— Begin —
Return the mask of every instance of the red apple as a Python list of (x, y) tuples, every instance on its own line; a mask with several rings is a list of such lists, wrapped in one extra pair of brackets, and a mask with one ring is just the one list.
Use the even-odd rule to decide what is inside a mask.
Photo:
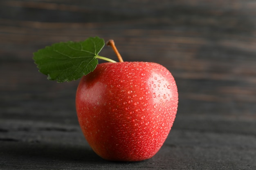
[(166, 139), (178, 93), (173, 76), (160, 64), (107, 62), (82, 77), (76, 104), (82, 130), (97, 154), (138, 161), (154, 156)]

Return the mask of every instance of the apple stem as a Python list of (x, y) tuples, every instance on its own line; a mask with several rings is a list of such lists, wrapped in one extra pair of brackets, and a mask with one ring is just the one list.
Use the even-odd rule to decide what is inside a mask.
[(120, 62), (124, 62), (124, 60), (123, 60), (123, 58), (120, 55), (120, 53), (118, 52), (117, 47), (115, 45), (115, 42), (113, 40), (110, 40), (107, 42), (107, 45), (110, 46), (112, 47), (113, 50), (115, 51), (115, 53), (116, 53), (116, 55), (117, 56), (117, 58), (118, 58), (118, 60)]

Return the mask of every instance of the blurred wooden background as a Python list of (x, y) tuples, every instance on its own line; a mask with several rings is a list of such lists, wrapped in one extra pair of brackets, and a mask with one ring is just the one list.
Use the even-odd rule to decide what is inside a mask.
[[(84, 147), (74, 105), (79, 81), (47, 80), (33, 53), (95, 36), (114, 39), (124, 60), (166, 66), (178, 86), (177, 118), (164, 149), (126, 168), (256, 168), (256, 1), (2, 0), (0, 169), (39, 166), (40, 157), (22, 159), (28, 167), (17, 158), (25, 150), (37, 155), (33, 149), (43, 152), (45, 145), (56, 155), (42, 154), (59, 166), (47, 162), (50, 167), (72, 167), (70, 158), (62, 157), (64, 164), (53, 158), (70, 150), (52, 144), (65, 139), (66, 147)], [(107, 46), (100, 54), (116, 58)], [(92, 167), (115, 166), (90, 157)]]

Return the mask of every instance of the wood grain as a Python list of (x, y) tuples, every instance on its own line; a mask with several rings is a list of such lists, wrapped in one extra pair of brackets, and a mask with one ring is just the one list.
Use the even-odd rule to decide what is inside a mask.
[[(94, 36), (175, 79), (176, 120), (151, 159), (98, 158), (77, 121), (78, 82), (49, 81), (34, 64), (39, 49)], [(256, 168), (256, 47), (253, 0), (1, 0), (0, 169)]]

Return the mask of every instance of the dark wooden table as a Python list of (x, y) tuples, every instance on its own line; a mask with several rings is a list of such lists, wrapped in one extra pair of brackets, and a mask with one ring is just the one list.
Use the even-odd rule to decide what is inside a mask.
[[(79, 81), (34, 64), (38, 49), (95, 36), (175, 77), (177, 118), (152, 159), (97, 156), (76, 118)], [(255, 1), (1, 0), (0, 73), (1, 170), (256, 169)]]

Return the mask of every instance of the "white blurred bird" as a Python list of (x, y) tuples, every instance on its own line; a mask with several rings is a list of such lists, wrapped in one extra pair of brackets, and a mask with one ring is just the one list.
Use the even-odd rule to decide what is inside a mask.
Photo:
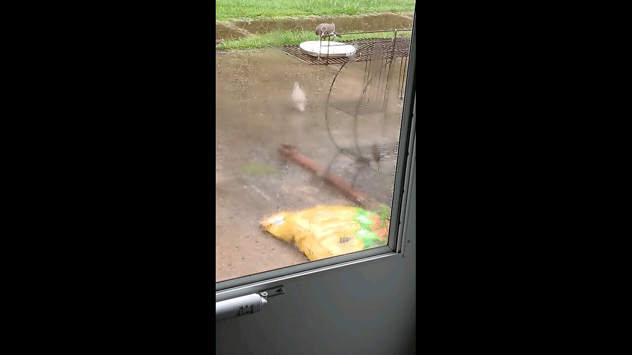
[(305, 104), (307, 102), (307, 98), (305, 97), (305, 93), (298, 86), (298, 83), (294, 83), (294, 90), (292, 90), (292, 101), (296, 107), (296, 109), (300, 112), (305, 111)]

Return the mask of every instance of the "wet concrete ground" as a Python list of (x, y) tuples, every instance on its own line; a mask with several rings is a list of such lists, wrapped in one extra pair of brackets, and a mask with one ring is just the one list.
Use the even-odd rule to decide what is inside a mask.
[[(401, 60), (350, 63), (341, 70), (341, 65), (308, 65), (274, 49), (216, 54), (216, 282), (308, 262), (296, 246), (262, 231), (264, 218), (319, 204), (354, 205), (322, 179), (284, 161), (278, 152), (282, 144), (296, 146), (390, 205)], [(368, 77), (376, 85), (363, 90)], [(295, 82), (307, 98), (302, 112), (291, 100)], [(358, 100), (364, 103), (360, 109)], [(374, 144), (390, 150), (389, 157), (371, 160)], [(339, 154), (337, 146), (347, 154)]]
— End —
*Problem statement*
Return every line of the rows above word for word, from the first instruction through the final mask, and leave the pictures out.

*Result*
Return the mask of every instance of the red apple as a Python list of (x, y) tuples, every instance on its own line; a mask with several rings is a list of such lists, wrapped in one extra pair of brackets, and a mask with one ring is just the one list.
Use the even-odd rule to decide what is inside a mask.
Photo:
[(166, 139), (178, 93), (173, 76), (160, 64), (107, 62), (82, 77), (76, 104), (82, 130), (97, 154), (138, 161), (154, 156)]

Return the mask of every instance of the apple stem as a Python list of (x, y) tuples, every instance on its own line; a mask with several rings is a list of such lists, wrapped in one extra pair of brackets, and a mask with one ring is just the one list.
Use the even-odd rule to decide what is inside a mask.
[(120, 62), (124, 62), (124, 60), (123, 60), (123, 58), (120, 55), (120, 53), (118, 52), (117, 47), (115, 45), (115, 42), (113, 40), (110, 40), (107, 42), (107, 45), (110, 46), (112, 47), (113, 50), (115, 51), (115, 53), (116, 53), (116, 55), (117, 56), (117, 58), (118, 58), (118, 60)]

Return the mask of every instance of the blurred wooden background as a Python list of (x, y) tuples, every instance on its own line; a mask with several rings is a list of such lists, wrapped in one extra pair of brackets, and a mask with one ring is just the one list.
Use the even-odd rule to decide what is inside a mask.
[[(84, 147), (74, 105), (79, 81), (47, 80), (33, 53), (95, 36), (114, 39), (124, 60), (166, 66), (178, 86), (177, 118), (164, 149), (126, 168), (256, 168), (256, 1), (2, 0), (0, 169), (39, 166), (40, 157), (22, 159), (28, 167), (17, 158), (25, 150), (37, 155), (33, 149), (43, 152), (45, 145), (56, 155), (42, 154), (59, 166), (47, 162), (50, 167), (72, 167), (70, 158), (62, 157), (64, 164), (53, 158), (70, 150), (52, 144), (65, 139), (66, 147)], [(107, 46), (100, 54), (116, 58)], [(92, 167), (115, 166), (90, 157)]]

Return the mask of every instance of the wood grain as a Python list of (x, y) tuples, every instance on its own line; a mask with several rings is a list of such lists, wrapped in one extra pair of brackets, and a mask with one ring is just the one list.
Use the even-odd rule to decide what is inside a mask.
[[(94, 36), (175, 79), (176, 120), (151, 159), (98, 158), (77, 121), (78, 82), (49, 81), (34, 64), (39, 49)], [(256, 168), (256, 47), (253, 0), (1, 0), (0, 169)]]

Return the mask of every instance of the dark wooden table as a Python list of (x, y) tuples, every instance on its own line; a mask with several rings is a list of such lists, wrapped in one extra pair of brackets, and a mask with one ring is just the one list.
Use the even-odd rule to decide what is inside a mask.
[[(79, 81), (34, 64), (38, 49), (95, 36), (175, 77), (177, 118), (152, 159), (97, 156), (76, 118)], [(255, 1), (1, 0), (0, 73), (1, 170), (256, 169)]]

Return the mask of every instance of the "white blurred bird" as a Python list of (x, y) tuples, every instance on its own line; a mask with several rings is a list of such lists, wrapped in one extra pair of brackets, and a mask with one ring is just the one list.
Use the even-odd rule to decide what is inside a mask.
Photo:
[(305, 104), (307, 102), (307, 98), (305, 97), (305, 93), (298, 86), (298, 83), (294, 83), (294, 90), (292, 90), (292, 101), (296, 107), (296, 109), (300, 112), (305, 111)]

Return the mask of every instance of the "wet concrete ground" as a Python list of (x, y) tuples, every instance on its own line; a mask with several rings is a list of such lists, wrapped in one extra pair of brackets, and a mask with one ring is just the one list.
Use the even-odd rule to decide what is inside a mask.
[[(401, 60), (350, 63), (341, 70), (341, 65), (308, 65), (274, 49), (216, 54), (216, 282), (308, 262), (296, 246), (262, 231), (264, 218), (319, 204), (354, 205), (322, 179), (284, 161), (278, 152), (282, 144), (296, 146), (390, 205)], [(368, 77), (376, 85), (363, 90)], [(295, 82), (307, 98), (302, 112), (291, 100)], [(358, 100), (364, 103), (360, 109)], [(374, 144), (390, 150), (389, 157), (371, 160)], [(339, 154), (337, 146), (347, 154)]]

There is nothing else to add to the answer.